→ EXCERPTED PASSAGE
□ □ □ □ □ □ □

What is the best practice for processing a mixed PDF (digital + scanned pages) containing sensitive financial data in Docling, given no GPU and limited cost?

Best Practice: Mixed PDF, CPU-Only, Sensitive Financial Data in Docling#

Key Insight: No Manual Combination Needed#

Docling automatically handles mixed PDFs (digital + scanned in one file). Per-page bitmap coverage analysis determines:

Digital pages → text extracted directly from PDF (no OCR)
Scanned pages → OCR runs automatically only on bitmap areas
Mixed pages → native text + OCR combined, duplicates filtered via spatial analysis

Recommended Pipeline (CPU-Only, No Cost)#

import os
from docling.document_converter import DocumentConverter, PdfFormatOption
from docling.datamodel.pipeline_options import (
    PdfPipelineOptions, RapidOcrOptions,
    TableStructureOptions, TableFormerMode,
)
from docling.datamodel.base_models import InputFormat
from docling.datamodel.accelerator_options import AcceleratorDevice, AcceleratorOptions

os.environ["OMP_NUM_THREADS"] = "4"

pipeline_options = PdfPipelineOptions(
    do_ocr=True,
    ocr_options=RapidOcrOptions(), # CPU-friendly, ~6s/page
    images_scale=2.0, # Higher resolution = better number accuracy
    do_table_structure=True,
    table_structure_options=TableStructureOptions(
        mode=TableFormerMode.ACCURATE, # Most precise for financial tables
        do_cell_matching=False, # Important for scanned pages
    ),
    generate_page_images=False,
    generate_picture_images=False,
    do_code_enrichment=False,
    do_formula_enrichment=False,
    accelerator_options=AcceleratorOptions(num_threads=4, device=AcceleratorDevice.CPU),
)

converter = DocumentConverter(
    format_options={InputFormat.PDF: PdfFormatOption(pipeline_options=pipeline_options)}
)

result = converter.convert("laporan_keuangan.pdf")
doc = result.document

# Export for AI agent
md = doc.export_to_markdown(traverse_pictures=True) # traverse_pictures=True is required
doc.save_as_json("output/document.json") # Lossless backup

Key configuration choices:

Option	Reason
`RapidOcrOptions()`	CPU-friendly OCR, ~6s/page (vs EasyOCR ~70s/page on CPU)
`images_scale=2.0`	2x resolution improves readability of small numbers
`TableFormerMode.ACCURATE`	Most precise mode for financial tables
`do_cell_matching=False`	Let TableFormer define cells independently (critical for scanned pages)

□ □ □ □ □ □ □

[Natural-language descriptions of regions]
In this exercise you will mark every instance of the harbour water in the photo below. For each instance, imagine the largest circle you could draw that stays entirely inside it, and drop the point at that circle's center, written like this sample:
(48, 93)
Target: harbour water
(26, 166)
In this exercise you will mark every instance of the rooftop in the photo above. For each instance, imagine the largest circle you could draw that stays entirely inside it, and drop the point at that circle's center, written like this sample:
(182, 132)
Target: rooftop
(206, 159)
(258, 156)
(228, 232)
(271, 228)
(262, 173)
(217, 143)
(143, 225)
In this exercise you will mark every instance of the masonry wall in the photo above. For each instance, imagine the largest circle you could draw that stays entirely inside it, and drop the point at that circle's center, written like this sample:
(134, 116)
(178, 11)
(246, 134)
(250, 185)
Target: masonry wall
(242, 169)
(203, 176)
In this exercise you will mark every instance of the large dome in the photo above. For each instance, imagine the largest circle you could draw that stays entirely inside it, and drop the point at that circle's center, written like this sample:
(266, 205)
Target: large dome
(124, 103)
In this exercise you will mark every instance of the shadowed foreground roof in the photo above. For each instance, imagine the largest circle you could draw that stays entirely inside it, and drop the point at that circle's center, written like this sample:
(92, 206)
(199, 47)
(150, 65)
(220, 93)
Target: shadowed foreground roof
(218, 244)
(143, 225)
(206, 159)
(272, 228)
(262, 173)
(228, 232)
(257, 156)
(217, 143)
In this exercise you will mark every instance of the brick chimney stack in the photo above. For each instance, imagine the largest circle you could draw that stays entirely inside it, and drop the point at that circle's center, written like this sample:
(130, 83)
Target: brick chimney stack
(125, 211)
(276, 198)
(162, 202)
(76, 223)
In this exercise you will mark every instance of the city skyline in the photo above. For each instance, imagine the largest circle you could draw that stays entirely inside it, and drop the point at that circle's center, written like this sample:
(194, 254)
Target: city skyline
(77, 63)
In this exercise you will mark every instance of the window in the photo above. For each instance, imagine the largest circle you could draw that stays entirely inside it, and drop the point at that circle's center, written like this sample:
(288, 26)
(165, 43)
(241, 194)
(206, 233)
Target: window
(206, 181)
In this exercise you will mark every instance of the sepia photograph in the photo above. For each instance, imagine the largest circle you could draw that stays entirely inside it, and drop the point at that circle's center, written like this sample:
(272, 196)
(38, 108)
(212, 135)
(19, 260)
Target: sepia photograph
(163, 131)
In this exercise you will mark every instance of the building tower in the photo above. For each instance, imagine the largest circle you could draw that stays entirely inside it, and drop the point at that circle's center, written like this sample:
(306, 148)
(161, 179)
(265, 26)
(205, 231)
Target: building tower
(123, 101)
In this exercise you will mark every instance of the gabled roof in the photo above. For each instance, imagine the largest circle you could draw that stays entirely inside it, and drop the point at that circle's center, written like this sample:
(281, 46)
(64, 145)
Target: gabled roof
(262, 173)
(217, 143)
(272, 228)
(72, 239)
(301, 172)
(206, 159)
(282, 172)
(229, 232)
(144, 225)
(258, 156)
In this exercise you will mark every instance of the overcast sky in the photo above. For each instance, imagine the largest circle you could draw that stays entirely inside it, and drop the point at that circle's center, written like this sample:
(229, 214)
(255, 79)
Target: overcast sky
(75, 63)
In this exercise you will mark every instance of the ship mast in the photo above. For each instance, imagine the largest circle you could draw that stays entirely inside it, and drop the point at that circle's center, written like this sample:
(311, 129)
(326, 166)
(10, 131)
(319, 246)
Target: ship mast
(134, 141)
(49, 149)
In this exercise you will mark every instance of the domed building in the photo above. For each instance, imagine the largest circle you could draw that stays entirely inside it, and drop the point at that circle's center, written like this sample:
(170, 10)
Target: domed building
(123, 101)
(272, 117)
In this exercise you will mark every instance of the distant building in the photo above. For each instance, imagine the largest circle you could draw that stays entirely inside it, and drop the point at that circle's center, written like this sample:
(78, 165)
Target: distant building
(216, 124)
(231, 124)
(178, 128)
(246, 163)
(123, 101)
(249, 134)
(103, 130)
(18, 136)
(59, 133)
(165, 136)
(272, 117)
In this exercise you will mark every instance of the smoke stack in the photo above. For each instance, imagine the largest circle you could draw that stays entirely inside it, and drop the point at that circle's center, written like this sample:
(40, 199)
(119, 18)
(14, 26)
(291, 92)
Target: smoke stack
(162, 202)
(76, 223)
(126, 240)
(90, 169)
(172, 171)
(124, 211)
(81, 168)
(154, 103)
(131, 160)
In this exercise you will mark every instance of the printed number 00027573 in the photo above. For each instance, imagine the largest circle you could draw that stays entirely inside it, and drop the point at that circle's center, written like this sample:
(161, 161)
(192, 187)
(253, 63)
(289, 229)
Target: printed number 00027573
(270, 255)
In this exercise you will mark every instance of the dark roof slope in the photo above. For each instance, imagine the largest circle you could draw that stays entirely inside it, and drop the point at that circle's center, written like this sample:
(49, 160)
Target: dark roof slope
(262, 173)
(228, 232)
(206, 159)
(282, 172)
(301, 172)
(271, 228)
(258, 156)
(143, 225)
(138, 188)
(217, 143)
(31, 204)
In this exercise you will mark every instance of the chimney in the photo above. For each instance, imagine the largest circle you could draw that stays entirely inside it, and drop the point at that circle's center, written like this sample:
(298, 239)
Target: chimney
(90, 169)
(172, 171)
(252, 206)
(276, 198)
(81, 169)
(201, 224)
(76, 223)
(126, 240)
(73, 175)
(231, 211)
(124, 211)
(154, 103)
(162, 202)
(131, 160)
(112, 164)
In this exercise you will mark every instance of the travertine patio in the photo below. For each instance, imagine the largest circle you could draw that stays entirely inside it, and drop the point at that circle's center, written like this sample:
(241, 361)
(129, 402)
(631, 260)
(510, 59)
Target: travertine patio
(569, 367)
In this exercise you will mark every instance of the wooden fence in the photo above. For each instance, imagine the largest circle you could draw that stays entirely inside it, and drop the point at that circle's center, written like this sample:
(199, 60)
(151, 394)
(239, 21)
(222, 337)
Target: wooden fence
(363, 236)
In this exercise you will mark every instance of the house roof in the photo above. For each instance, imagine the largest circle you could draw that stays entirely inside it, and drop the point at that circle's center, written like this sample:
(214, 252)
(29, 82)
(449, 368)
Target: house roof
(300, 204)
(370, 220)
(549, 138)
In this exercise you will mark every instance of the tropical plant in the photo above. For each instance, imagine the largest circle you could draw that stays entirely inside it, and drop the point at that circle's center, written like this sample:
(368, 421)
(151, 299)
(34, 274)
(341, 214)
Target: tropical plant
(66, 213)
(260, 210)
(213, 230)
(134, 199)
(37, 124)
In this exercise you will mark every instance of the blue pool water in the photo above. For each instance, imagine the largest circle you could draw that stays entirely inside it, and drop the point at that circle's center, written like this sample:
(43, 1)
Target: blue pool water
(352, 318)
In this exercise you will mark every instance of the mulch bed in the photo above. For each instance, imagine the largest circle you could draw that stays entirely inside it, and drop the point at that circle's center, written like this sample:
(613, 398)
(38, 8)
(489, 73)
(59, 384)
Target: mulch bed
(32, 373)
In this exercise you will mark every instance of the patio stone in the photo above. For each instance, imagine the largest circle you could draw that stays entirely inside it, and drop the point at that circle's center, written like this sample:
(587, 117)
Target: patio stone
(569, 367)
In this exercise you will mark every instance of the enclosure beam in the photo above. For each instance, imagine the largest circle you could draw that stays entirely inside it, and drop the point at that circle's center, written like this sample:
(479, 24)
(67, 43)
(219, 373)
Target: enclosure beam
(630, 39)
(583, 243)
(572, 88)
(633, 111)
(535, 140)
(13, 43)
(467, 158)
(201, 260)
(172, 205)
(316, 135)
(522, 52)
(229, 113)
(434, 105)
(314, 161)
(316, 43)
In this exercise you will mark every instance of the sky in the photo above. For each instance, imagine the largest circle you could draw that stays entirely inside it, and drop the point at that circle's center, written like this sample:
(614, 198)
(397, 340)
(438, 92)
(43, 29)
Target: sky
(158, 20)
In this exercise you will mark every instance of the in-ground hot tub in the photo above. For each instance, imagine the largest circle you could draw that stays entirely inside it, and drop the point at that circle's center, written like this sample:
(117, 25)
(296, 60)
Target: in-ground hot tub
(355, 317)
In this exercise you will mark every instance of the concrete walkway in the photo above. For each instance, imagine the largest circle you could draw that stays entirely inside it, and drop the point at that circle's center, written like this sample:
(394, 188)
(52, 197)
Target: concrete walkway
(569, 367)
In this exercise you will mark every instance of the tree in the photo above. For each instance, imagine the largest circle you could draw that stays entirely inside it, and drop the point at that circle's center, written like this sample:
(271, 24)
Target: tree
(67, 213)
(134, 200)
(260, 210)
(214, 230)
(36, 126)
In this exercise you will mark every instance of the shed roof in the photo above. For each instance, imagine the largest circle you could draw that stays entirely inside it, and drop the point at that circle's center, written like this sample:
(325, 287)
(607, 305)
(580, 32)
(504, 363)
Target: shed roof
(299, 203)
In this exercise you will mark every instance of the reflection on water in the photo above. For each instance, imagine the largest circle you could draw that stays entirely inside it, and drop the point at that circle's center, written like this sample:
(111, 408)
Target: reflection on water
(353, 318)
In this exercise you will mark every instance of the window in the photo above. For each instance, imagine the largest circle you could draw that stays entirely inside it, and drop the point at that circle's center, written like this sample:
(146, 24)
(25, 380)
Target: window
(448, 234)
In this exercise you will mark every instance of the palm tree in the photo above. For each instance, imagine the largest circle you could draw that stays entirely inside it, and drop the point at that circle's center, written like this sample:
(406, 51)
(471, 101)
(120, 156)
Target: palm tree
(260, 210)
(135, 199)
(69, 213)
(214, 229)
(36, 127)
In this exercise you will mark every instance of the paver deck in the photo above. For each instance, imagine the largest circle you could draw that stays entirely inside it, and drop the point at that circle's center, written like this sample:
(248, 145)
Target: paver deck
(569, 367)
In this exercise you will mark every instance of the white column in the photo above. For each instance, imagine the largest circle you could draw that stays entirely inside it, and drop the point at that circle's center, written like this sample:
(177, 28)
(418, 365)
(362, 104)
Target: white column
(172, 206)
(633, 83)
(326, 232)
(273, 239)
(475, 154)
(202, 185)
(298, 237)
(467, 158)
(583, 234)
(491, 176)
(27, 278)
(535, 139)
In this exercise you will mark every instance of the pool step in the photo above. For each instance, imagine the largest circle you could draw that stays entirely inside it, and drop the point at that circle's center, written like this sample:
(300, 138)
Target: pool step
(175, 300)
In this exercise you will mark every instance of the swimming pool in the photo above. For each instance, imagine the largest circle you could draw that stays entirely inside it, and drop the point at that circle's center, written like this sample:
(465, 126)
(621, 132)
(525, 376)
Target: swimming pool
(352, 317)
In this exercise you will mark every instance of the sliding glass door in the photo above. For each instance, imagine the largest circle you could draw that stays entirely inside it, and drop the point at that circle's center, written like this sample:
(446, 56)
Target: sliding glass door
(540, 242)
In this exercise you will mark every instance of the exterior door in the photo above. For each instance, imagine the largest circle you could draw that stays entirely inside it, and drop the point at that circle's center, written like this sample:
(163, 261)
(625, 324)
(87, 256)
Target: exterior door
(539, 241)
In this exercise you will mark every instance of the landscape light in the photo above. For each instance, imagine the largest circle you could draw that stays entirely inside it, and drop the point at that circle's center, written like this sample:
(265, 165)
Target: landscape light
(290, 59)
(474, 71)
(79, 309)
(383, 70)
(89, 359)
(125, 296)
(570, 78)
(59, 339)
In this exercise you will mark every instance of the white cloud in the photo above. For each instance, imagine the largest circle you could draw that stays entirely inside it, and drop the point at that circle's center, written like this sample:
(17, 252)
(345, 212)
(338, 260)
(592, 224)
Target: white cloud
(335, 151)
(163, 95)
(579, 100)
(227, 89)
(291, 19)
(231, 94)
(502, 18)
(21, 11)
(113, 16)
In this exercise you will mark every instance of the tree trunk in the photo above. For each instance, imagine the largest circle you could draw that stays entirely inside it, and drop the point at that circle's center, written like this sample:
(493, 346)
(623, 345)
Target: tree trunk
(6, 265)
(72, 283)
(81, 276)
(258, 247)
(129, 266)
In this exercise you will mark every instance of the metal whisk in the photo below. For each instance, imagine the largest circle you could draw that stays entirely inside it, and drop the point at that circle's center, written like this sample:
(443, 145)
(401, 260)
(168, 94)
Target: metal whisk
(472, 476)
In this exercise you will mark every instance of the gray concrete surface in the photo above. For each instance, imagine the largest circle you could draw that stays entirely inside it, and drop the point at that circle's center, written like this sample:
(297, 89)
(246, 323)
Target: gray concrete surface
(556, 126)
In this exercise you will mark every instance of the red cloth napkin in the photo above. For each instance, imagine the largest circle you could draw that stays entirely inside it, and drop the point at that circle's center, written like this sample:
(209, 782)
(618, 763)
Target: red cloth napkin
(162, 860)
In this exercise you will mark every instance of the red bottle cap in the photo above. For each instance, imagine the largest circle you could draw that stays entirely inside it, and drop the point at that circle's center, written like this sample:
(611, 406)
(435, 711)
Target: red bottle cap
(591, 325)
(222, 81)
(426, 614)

□ □ □ □ □ □ □

→ EXERCISES TO COMPLETE
- a) Check each statement against the Docling mixed-PDF page. Answer yes or no, and quote the words from the page that decide it.
(i) With Docling, the digital and scanned pages of a mixed PDF have to be combined manually.
(ii) On digital pages, text is extracted directly from the PDF without OCR.
(iii) On CPU, EasyOCR processes pages faster than RapidOCR.
- b) Continue the Docling mixed-PDF page from its last line.

→ RESULTS IN ORDER
- a)
(i) No: "Docling automatically handles mixed PDFs (digital + scanned in one file)."
(ii) Yes: "Digital pages → text extracted directly from PDF (no OCR)"
(iii) No: "CPU-friendly OCR, ~6s/page (vs EasyOCR ~70s/page on CPU)"

- b)
`traverse_pictures=True`	Required during export so OCR text from scanned pages is included

OCR Engine Comparison (CPU-Only)#

Engine	Speed (CPU)	Accuracy	Notes
RapidOCR ✅	~6s/page	Good	Best choice for CPU
EasyOCR	~70s/page	Better for numeric tables	Too slow without GPU
Tesseract	~6s/page	Good for standard text	Stable and lightweight

Recommendation: Use RapidOCR for CPU. EasyOCR is more accurate for numeric tables but ~10x slower without a GPU.

If the PDF Contains Multiple Logical Documents (e.g., invoice + report + receipt)#

Split by keyword first, then process each logical document independently:

import fitz # PyMuPDF

BOUNDARY_KEYWORDS = ["INVOICE", "FAKTUR", "LAPORAN KEUANGAN", "BANK STATEMENT", "RECEIPT"]

def detect_boundaries(pdf_path):
    doc = fitz.open(pdf_path)
    documents = []
    current_doc = {"type": "unknown", "start_page": 0}
    for page_num in range(len(doc)):
        text = doc[page_num].get_text().upper()
        for keyword in BOUNDARY_KEYWORDS:
            if keyword in text:
                current_doc["end_page"] = page_num - 1
                if page_num > 0:
                    documents.append(current_doc)
                current_doc = {"type": keyword.lower(), "start_page": page_num}
                break
    current_doc["end_page"] = len(doc) - 1
    documents.append(current_doc)
    doc.close()
    return documents

Then run Docling on each split document separately.

Estimated Processing Time (50 pages, CPU)#

Scenario	Time
All digital pages (no OCR)	~1–2 minutes
50% scanned pages	~5–8 minutes
All scanned pages	~10–15 minutes

When to Use VLM Pipeline (OpenAI API)#

Skip VLM for now. Use it only if specific pages have very complex layouts (e.g., merged cells, extreme hierarchical tables) after reviewing the initial output. At ~$0.01–$0.04/page for GPT-4o, selectively sending only problematic pages keeps costs low.

All built-in OCR engines (RapidOCR, EasyOCR, Tesseract) are free, local, and send no data to external APIs.